▶ **Provided information**
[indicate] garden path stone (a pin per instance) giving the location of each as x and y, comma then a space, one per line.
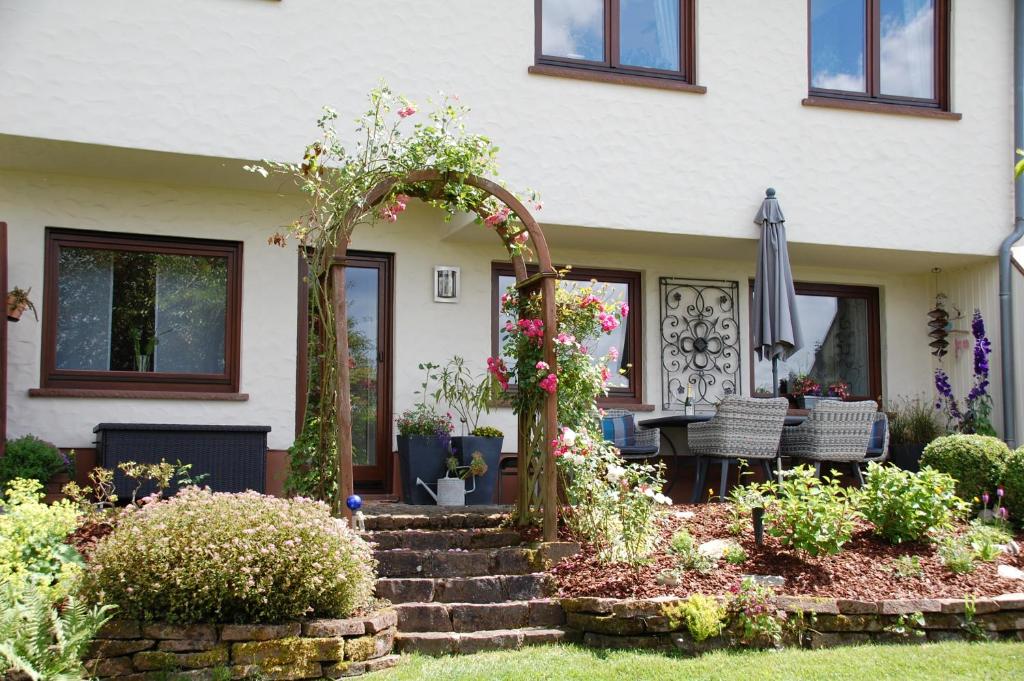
715, 548
460, 583
773, 581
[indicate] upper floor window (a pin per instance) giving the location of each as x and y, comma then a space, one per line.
124, 311
893, 51
649, 38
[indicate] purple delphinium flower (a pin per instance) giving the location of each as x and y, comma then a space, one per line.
945, 390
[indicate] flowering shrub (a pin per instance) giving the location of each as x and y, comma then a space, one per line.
32, 539
754, 619
203, 556
976, 417
809, 514
976, 462
425, 421
905, 506
611, 504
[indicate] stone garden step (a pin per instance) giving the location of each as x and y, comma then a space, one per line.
491, 589
443, 540
441, 643
404, 562
401, 516
468, 618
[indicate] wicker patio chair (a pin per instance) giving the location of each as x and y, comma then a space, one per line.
744, 428
634, 442
834, 432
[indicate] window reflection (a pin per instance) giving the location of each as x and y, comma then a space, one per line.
837, 345
838, 31
648, 34
132, 310
908, 48
573, 29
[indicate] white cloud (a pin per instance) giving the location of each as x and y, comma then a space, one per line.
908, 53
564, 20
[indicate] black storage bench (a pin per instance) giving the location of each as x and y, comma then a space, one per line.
232, 457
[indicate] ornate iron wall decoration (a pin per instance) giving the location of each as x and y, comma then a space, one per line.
699, 340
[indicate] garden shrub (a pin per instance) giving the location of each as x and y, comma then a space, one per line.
976, 462
905, 506
810, 514
1013, 483
32, 538
203, 556
704, 615
611, 504
40, 641
32, 459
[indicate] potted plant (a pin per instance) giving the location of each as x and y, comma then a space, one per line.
32, 458
452, 488
912, 424
17, 302
806, 390
468, 396
424, 443
143, 351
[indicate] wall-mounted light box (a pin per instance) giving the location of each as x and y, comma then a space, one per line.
448, 284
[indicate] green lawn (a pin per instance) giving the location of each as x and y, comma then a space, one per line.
940, 662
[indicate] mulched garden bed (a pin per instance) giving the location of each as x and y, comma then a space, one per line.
861, 570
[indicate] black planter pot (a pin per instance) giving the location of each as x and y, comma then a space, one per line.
906, 456
486, 484
421, 457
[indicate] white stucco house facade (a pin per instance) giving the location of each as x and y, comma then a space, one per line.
124, 127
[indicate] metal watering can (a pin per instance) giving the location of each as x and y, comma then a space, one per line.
451, 491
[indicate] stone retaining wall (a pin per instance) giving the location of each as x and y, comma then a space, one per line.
129, 650
611, 623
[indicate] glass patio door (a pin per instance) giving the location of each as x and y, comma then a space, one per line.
367, 286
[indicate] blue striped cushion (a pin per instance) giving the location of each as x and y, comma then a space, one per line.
619, 430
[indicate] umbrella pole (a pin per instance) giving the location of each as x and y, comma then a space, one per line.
774, 376
774, 383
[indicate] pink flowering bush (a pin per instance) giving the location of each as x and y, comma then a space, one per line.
611, 504
204, 556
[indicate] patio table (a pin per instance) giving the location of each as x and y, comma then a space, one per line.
677, 421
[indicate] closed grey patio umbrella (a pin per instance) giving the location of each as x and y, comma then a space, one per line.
773, 314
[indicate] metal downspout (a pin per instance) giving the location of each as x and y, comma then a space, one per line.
1006, 266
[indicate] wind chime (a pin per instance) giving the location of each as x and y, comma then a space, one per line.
938, 322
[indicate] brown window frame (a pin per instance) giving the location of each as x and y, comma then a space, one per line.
631, 396
115, 381
868, 293
872, 47
611, 64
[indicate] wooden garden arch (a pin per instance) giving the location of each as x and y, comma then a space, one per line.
543, 282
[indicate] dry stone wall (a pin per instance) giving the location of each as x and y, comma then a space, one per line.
128, 650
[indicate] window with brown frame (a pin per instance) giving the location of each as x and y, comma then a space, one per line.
625, 39
881, 51
842, 342
127, 312
623, 287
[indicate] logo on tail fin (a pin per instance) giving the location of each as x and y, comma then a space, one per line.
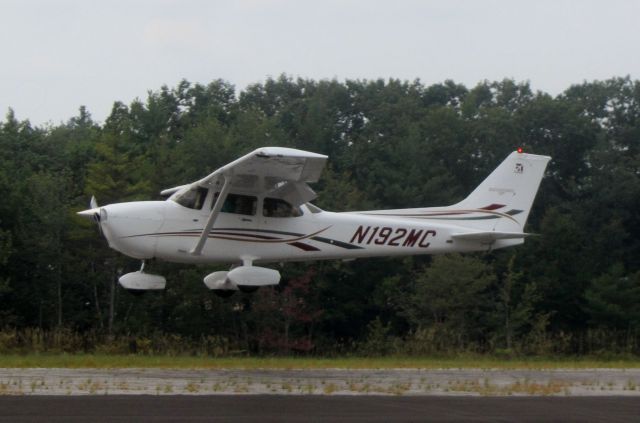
519, 168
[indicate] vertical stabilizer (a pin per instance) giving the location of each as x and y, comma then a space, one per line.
508, 192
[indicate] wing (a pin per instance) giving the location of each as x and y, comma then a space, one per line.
278, 171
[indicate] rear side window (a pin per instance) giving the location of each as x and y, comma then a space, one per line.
238, 204
276, 207
193, 199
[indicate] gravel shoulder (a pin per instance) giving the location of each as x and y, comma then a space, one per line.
409, 382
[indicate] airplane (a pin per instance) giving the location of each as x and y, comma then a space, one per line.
257, 210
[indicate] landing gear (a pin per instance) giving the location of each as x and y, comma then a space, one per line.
248, 289
140, 281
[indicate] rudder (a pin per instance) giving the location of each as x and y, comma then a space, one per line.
508, 191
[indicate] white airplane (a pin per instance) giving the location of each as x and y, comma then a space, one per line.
257, 210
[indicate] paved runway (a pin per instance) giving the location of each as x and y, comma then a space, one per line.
290, 408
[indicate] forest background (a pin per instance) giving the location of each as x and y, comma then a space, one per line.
573, 290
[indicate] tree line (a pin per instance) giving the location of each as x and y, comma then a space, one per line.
573, 289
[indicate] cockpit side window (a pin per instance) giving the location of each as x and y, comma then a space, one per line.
193, 198
238, 204
276, 207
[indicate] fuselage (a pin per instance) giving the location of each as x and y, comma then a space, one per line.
167, 230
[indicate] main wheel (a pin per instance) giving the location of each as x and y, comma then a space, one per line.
224, 293
248, 289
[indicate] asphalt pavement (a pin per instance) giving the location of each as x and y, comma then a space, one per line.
294, 408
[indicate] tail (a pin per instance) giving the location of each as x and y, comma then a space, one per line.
502, 202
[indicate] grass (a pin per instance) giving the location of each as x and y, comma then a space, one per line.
187, 362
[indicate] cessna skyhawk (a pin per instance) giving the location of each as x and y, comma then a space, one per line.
257, 210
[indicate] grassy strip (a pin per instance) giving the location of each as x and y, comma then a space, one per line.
184, 362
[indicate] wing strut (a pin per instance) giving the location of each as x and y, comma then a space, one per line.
197, 250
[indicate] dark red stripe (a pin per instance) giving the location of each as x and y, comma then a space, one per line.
303, 246
492, 207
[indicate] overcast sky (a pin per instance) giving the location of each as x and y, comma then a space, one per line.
58, 55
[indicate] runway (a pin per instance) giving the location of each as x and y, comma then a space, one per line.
291, 408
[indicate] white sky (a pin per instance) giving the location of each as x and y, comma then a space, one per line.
56, 55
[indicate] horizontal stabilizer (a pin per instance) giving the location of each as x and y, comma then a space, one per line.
488, 236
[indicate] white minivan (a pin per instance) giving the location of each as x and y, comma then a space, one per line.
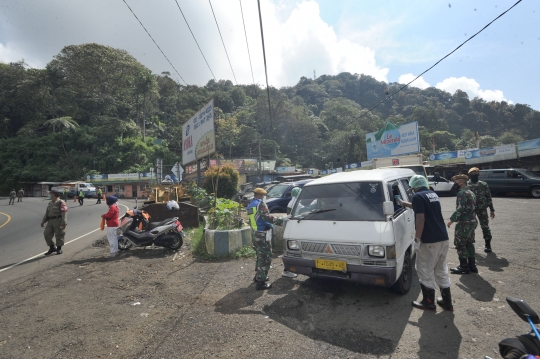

▶ **Request**
Starting with the line containing "[indicate] overcast sky" and going on through the last line of the items, write every line out again with its request, shifting each point by adding 40 to both its x and y coordinates. Leave out the pictures.

▶ **Task result**
[indicate] overcast sky (a pin per instance) giving the location of each as x and y, comma then a space, one per line.
98, 95
[indicate] runway (a pin per instance) giving the location of each as x and y, comma then a space, one per line.
331, 448
[indicate] white sky (a pin per instance) giving the location of each as x and y, comma then a space, one per line.
96, 95
[indicate] horizontal stabilizer (a pin per instance) giving the location of each as x and y, comma then a space, one per line.
528, 276
[indicate] white minivan (a pin per instance) giving the location of each as x and y, comma then a space, one per line.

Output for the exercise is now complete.